● Exercise prompt: Count how many of the lines below contain the string "meadow", where case must match, and give only that number.

● Raw data:
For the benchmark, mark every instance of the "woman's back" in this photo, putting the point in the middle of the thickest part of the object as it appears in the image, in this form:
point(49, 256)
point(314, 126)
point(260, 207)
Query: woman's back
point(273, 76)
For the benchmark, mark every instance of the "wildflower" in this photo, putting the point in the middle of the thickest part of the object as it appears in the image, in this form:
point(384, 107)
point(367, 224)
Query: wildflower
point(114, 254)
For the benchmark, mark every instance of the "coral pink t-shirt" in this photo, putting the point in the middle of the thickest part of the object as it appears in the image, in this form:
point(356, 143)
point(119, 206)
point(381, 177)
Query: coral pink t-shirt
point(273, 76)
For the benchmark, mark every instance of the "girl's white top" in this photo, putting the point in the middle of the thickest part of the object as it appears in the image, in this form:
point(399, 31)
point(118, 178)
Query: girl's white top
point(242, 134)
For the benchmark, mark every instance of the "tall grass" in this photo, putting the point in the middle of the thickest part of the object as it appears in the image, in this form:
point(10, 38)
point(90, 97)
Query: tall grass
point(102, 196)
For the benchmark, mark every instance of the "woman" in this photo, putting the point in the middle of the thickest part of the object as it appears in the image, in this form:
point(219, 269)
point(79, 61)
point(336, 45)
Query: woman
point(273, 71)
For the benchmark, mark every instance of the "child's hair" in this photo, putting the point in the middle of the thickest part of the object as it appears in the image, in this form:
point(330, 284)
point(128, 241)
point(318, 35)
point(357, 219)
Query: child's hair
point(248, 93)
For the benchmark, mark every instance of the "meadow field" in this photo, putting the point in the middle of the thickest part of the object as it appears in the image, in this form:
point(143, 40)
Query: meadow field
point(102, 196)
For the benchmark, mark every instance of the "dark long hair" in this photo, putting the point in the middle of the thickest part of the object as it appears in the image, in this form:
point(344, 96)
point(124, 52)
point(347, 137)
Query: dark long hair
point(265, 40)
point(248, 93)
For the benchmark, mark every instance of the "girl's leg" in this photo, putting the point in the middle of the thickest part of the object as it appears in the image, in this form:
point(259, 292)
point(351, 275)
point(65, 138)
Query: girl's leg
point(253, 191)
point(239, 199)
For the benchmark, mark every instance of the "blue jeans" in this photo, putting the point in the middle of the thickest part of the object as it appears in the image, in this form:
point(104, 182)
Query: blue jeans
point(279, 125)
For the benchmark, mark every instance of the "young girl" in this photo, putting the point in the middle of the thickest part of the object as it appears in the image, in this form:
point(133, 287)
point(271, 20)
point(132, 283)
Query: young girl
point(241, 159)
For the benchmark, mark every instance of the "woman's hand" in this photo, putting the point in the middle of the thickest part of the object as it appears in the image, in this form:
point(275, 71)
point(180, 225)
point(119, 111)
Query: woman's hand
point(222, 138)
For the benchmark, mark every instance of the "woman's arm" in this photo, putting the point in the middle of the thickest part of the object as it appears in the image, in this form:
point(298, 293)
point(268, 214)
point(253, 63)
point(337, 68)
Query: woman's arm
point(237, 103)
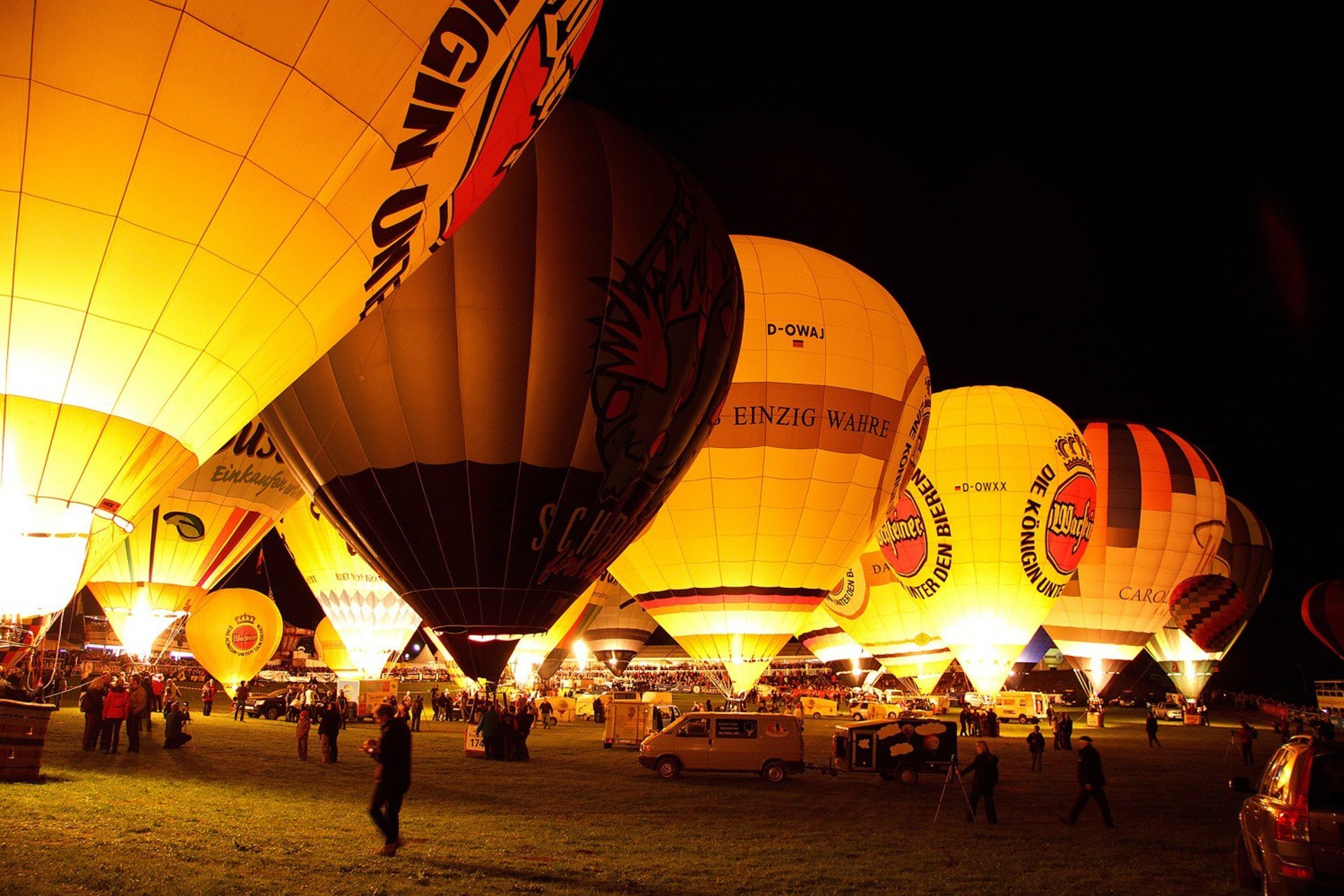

● Result of the exercise: 2